Instructions to follow —
Please retype every line of the listing below exactly, with no changes.

Pointing records —
::::::::

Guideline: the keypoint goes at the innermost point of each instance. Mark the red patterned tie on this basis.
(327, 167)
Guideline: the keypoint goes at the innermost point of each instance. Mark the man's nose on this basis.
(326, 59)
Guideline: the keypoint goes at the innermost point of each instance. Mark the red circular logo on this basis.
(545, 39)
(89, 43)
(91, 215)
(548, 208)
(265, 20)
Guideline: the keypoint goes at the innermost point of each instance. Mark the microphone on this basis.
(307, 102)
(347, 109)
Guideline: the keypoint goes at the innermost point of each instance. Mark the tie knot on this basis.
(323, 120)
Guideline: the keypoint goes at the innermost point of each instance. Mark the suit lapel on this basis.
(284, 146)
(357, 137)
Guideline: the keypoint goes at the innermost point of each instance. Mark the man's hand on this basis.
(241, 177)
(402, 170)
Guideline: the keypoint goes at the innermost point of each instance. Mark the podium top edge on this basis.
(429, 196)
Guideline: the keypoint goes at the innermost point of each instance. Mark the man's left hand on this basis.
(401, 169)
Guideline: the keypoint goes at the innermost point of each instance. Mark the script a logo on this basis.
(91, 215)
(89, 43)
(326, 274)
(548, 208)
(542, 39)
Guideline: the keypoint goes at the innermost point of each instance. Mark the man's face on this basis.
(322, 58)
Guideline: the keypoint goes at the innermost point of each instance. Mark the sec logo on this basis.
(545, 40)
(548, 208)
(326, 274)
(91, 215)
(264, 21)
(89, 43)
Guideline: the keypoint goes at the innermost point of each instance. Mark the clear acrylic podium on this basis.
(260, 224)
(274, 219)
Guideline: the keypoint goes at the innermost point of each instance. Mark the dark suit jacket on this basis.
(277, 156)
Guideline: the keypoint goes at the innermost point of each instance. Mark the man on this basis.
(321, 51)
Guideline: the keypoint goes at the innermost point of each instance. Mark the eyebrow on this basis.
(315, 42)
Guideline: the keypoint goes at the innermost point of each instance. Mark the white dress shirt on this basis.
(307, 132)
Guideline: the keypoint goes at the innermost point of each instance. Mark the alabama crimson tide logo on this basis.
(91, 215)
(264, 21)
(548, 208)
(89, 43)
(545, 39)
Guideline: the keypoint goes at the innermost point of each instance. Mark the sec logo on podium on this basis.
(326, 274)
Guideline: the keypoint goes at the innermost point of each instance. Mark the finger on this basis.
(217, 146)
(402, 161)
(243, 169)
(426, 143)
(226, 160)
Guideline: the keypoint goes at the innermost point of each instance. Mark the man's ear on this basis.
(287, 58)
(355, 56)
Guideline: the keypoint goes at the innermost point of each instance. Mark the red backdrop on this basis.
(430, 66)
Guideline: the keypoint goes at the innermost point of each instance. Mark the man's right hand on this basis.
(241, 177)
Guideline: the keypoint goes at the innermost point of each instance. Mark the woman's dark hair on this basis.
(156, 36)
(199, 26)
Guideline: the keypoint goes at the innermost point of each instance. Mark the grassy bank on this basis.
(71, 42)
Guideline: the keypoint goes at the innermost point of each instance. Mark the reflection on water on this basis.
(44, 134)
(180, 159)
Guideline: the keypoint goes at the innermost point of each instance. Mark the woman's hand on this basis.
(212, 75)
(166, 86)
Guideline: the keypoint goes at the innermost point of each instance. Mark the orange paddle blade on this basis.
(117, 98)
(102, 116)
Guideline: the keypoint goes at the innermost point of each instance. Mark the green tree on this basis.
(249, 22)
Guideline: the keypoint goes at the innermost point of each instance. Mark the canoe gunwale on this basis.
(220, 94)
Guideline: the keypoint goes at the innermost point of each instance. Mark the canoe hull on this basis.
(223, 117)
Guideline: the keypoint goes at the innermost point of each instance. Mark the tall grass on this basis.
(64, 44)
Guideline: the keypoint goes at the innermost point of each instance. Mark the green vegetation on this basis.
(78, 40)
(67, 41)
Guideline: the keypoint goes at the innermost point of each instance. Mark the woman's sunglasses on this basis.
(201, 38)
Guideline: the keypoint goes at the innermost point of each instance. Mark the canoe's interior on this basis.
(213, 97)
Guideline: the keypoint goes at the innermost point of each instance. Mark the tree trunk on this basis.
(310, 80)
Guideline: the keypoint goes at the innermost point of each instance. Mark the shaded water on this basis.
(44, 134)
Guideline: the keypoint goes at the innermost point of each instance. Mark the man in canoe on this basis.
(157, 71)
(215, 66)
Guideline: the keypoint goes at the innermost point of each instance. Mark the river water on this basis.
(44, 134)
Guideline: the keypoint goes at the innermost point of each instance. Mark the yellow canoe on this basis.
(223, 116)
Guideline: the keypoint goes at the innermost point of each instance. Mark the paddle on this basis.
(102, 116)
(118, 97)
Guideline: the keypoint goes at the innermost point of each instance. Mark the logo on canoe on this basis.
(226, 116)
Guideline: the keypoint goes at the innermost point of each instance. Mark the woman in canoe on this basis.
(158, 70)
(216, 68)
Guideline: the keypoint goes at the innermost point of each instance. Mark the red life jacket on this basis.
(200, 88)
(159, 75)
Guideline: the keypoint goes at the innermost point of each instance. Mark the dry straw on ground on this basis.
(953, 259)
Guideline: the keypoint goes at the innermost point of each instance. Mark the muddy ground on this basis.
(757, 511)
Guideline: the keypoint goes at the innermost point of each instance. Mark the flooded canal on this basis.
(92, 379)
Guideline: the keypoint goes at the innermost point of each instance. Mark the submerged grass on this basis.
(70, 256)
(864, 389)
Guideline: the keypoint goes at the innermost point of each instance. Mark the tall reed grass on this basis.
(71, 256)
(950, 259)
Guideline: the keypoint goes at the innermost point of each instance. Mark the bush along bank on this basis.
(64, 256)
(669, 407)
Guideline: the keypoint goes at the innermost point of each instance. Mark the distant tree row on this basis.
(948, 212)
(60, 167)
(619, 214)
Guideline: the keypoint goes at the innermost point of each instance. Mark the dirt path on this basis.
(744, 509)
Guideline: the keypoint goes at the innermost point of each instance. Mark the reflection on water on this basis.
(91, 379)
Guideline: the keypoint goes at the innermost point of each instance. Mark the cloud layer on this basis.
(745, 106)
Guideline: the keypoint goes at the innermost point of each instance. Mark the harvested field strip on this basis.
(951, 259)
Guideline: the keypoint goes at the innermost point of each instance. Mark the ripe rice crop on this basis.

::::::::

Written response —
Guideline: the keypoint goes at the innermost point of each instance. Mark the red patterned tie on this basis.
(327, 167)
Guideline: the keypoint goes at the innermost point of each instance. Mark the man's nose on this basis.
(326, 59)
Guideline: the keypoint goes at the innermost point of each instance. Mark the red circular logo on this basis.
(545, 39)
(89, 43)
(91, 215)
(548, 208)
(265, 20)
Guideline: the keypoint goes at the innermost point of each instance. Mark the microphone on this basis.
(307, 102)
(347, 109)
Guideline: the keypoint goes at the innermost point of each instance. Mark the tie knot on this basis.
(323, 120)
Guideline: the keypoint goes at the innermost point of each instance. Mark the suit lapel on this basis.
(284, 146)
(357, 137)
Guideline: the keypoint goes at the innermost point of each instance. Mark the man's hand on this basis.
(241, 177)
(402, 170)
Guideline: the keypoint goes at the innermost point of each instance. Mark the podium top edge on this basis.
(429, 196)
Guideline: the keypoint goes at the innermost point of each instance. Mark the man's left hand on this basis.
(401, 169)
Guideline: the keypoint goes at the innermost point of each instance. Mark the script a logo on this basis.
(91, 215)
(89, 43)
(326, 274)
(548, 208)
(542, 39)
Guideline: the keypoint goes at the innermost point of each instance. Mark the man's face on this basis.
(322, 58)
Guideline: the keypoint goes at the innermost point of each instance. Mark the sec logo on this basis.
(545, 40)
(548, 208)
(326, 274)
(91, 215)
(264, 21)
(89, 43)
Guideline: the keypoint goes at the innermost point of each instance. Mark the clear acrylic podium on this basis.
(260, 224)
(274, 219)
Guideline: the keypoint goes at the innermost point of each instance. Mark the dark suit jacket on this basis.
(277, 156)
Guideline: the keypoint goes at the innermost point of each instance. Mark the man on this basis.
(321, 51)
Guideline: the keypoint goes at the innermost point of each instance. Mark the eyebrow on this basis.
(315, 42)
Guideline: the keypoint goes at the innermost point of each instance. Mark the white dress shirt on this basis.
(307, 132)
Guideline: the keypoint goes at the innermost point of each instance. Mark the alabama crimson tide logo on this basis.
(91, 215)
(264, 21)
(548, 208)
(89, 43)
(545, 39)
Guideline: the keypoint goes at the innermost point of each instance. Mark the sec logo on podium on this basis.
(326, 274)
Guideline: the keypoint goes at the innermost point of each instance. Mark the finger on this basis.
(217, 146)
(402, 161)
(243, 169)
(426, 143)
(226, 160)
Guideline: the keypoint goes at the innermost point of each instance. Mark the man's ear on this basis.
(287, 58)
(355, 56)
Guideline: the keypoint goes at the innermost point of each instance. Mark the red backdrop on this basis.
(430, 66)
Guideline: the keypoint goes at the innermost point of each instance. Mark the man's right hand on this basis.
(241, 177)
Guideline: the keypoint goes at the innermost point of each instance. Mark the woman's dark hair on this basis.
(156, 36)
(199, 26)
Guideline: the keypoint goes at the innermost point of each instance. Mark the grassy bank on this basis.
(71, 42)
Guideline: the keypoint goes at the innermost point of each instance. Mark the reflection on water on this basis.
(44, 134)
(180, 159)
Guideline: the keypoint goes at the innermost point of each instance. Mark the woman's hand on this basis.
(212, 75)
(166, 86)
Guideline: the keypoint goes at the innermost point of each instance. Mark the orange paddle blade on this basis.
(117, 98)
(102, 116)
Guideline: the keypoint goes at the innermost point of each instance. Mark the green tree on this basis.
(249, 22)
Guideline: the keypoint goes at the innermost point of each instance. Mark the canoe gunwale on this basis.
(220, 94)
Guideline: the keypoint goes at the innermost point of each instance. Mark the canoe hull on this basis.
(223, 117)
Guideline: the keypoint goes at the innermost point of each instance. Mark the tall grass on this basis.
(64, 44)
Guideline: the keypoint goes at the innermost point of each instance. Mark the green vegetation on this basis.
(78, 40)
(67, 41)
Guideline: the keypoint goes at the innermost point of each instance. Mark the woman's sunglasses on this basis.
(201, 38)
Guideline: the keypoint goes at the innermost point of each instance. Mark the canoe's interior on this basis.
(213, 97)
Guideline: the keypoint goes at the innermost point of each instance. Mark the tree trunk on this basis.
(310, 80)
Guideline: the keypoint goes at the innermost point of each instance. Mark the shaded water on this basis.
(44, 134)
Guideline: the keypoint goes at the innermost point of each instance. Mark the man in canoe on this basis.
(157, 71)
(215, 66)
Guideline: the keypoint goes at the innermost point of each instance. Mark the river water on this basis.
(44, 134)
Guideline: the keypoint goes at the innermost point of each instance. Mark the yellow canoe on this basis.
(223, 116)
Guideline: the keypoint goes at the innermost point of each instance. Mark the paddle on this basis.
(102, 116)
(118, 97)
Guideline: the keypoint goes at the innermost point of each instance. Mark the logo on canoe on this basis.
(226, 116)
Guideline: the keypoint goes at the innermost point of each instance. Mark the woman in canoe on this basis.
(158, 70)
(216, 68)
Guideline: the keypoint goes at the innermost point of each instance. Mark the red life jacket on this basis.
(200, 88)
(159, 75)
Guideline: the keypoint goes at the innermost point of each instance. Mark the dry straw on ground on this basis.
(953, 259)
Guideline: the keypoint goes at the innermost point of each instance. Mark the muddy ground on this basis.
(757, 511)
Guideline: the keypoint goes at the innermost point of each instance. Mark the flooded canal on this basis.
(92, 379)
Guideline: the keypoint goes at the innermost point of each instance. Mark the submerged grass on this basis.
(70, 256)
(864, 389)
Guideline: the keypoint goes at the innermost point of each instance. Mark the tall reed grass on this basis.
(71, 256)
(950, 259)
Guideline: the keypoint goes at the innermost point of each instance. Mark the bush along bank on this basis.
(64, 256)
(669, 407)
Guideline: the keypoint goes at the innermost point of each instance. Mark the distant tree row on this basis.
(948, 212)
(60, 167)
(619, 214)
Guideline: the keypoint goes at the innermost point of each instance. Mark the dirt path on this basis.
(744, 509)
Guideline: the keypoint goes at the innermost point of each instance. Mark the reflection on water on this basis.
(91, 379)
Guideline: the keypoint goes at the innermost point of each instance. Mark the cloud layer on this basis.
(745, 106)
Guideline: the keypoint goes at the innermost point of each instance. Mark the harvested field strip on this basis.
(951, 259)
Guideline: the keypoint goes at the innermost point of each instance. Mark the ripe rice crop on this basis.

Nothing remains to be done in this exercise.